■ TEXT SHOWN:
Set the API_TOKEN in the .env file to secure the API. Example:

API_TOKEN=your_secret_token

Start the server

To start the server, run the following command:

sudo docker compose build
sudo docker compose up

After running the command, wait for the following message to appear in the terminal:

api-1  |  * Serving Flask app 'server'
api-1  |  * Debug mode: off
api-1  | WARNING: This is a development server. Do not use it in a production deployment. Use a production WSGI server instead.
api-1  |  * Running on all addresses (0.0.0.0)
api-1  |  * Running on http://127.0.0.1:5000
api-1  |  * Running on http://172.21.0.2:5000
api-1  | Press CTRL+C to quit

The server will be available at http://localhost:5000/.

Dependencies

Python 3.10
Flask
PyTorch
Pillow
Transformers
Einops

API Usage

Endpoint

POST /

Headers

Authorization: Bearer <your_secret_token>

Form Data

image: The image file to be analyzed (e.g., .jpg, .png).
question: A string containing the question about the image. Optional, default value is Describe this image..

Example Request

curl -X POST http://127.0.0.1:5000/ \
-H "Authorization: Bearer your_secret_token" \
-F "image=@./assets/example.png" \
-F "question=Describe this image."

Example Response

{
  "question":"Describe this image.",
  "answer":"A close-up image of a pile of ripe, red strawberries with green leaves."
}

Example Response with Error

{
  "question":"Describe this image.",
  "error":"Invalid image format."

■ GIVEN TASK 1: Find every line in the records below that contains the word "courtside" and copy each of those lines. Letter case matters.

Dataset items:
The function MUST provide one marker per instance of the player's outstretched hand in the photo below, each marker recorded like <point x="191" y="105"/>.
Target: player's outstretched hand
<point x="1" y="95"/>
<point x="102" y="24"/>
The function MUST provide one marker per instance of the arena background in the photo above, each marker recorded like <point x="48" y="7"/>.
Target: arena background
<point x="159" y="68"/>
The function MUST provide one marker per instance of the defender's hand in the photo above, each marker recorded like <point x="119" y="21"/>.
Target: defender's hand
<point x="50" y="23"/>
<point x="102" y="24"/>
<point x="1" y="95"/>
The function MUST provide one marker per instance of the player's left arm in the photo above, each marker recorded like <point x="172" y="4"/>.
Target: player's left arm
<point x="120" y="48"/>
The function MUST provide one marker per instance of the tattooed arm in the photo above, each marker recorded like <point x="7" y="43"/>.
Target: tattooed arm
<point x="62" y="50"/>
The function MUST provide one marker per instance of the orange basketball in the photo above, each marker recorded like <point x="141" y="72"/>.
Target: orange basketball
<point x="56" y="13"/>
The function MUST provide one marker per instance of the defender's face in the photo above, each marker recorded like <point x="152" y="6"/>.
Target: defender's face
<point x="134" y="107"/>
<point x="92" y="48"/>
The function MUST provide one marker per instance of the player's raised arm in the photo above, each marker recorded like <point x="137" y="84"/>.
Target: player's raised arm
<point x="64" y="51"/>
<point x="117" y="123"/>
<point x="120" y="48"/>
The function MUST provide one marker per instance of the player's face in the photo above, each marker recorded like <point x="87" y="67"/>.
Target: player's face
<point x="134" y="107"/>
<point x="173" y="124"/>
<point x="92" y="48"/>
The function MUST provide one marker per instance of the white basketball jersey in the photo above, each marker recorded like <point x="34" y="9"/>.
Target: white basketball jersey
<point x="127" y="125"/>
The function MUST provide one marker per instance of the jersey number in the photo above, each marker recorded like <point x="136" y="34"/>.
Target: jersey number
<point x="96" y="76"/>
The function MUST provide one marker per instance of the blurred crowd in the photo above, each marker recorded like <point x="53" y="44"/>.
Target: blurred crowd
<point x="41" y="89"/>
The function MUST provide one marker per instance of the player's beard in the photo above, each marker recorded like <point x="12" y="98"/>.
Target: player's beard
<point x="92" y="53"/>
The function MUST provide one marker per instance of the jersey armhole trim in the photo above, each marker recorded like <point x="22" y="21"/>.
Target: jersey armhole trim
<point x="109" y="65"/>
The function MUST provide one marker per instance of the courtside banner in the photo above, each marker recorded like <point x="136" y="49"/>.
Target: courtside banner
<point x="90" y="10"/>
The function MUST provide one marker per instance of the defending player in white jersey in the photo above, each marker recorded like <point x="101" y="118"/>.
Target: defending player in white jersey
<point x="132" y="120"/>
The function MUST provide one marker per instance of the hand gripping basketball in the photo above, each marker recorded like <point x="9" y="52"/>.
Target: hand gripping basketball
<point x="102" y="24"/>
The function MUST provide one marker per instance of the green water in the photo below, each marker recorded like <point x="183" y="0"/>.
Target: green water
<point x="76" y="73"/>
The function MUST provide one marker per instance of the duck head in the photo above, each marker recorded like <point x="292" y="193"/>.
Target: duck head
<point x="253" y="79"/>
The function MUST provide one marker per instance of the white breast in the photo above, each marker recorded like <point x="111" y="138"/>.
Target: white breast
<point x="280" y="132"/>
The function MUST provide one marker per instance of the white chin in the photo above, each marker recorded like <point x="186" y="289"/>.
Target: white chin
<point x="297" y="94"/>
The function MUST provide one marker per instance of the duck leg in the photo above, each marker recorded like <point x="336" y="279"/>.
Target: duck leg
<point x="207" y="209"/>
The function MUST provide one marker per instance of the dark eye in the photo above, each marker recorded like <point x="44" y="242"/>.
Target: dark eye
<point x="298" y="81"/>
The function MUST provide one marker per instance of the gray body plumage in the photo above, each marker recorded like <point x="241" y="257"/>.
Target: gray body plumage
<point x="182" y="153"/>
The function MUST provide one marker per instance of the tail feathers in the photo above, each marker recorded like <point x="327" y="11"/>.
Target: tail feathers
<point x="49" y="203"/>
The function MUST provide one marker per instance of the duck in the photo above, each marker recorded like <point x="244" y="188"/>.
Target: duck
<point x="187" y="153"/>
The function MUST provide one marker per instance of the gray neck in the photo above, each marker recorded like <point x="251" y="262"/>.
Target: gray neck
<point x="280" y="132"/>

■ GIVEN TASK 2: Translate this sentence from the API guide above into Spanish: "The server will be available at http://localhost:5000/."

■ FULL OUTPUT 1:
The function MUST provide one marker per instance of the courtside banner in the photo above, each marker recorded like <point x="136" y="49"/>.
Target: courtside banner

■ FULL OUTPUT 2: El servidor estará disponible en http://localhost:5000/.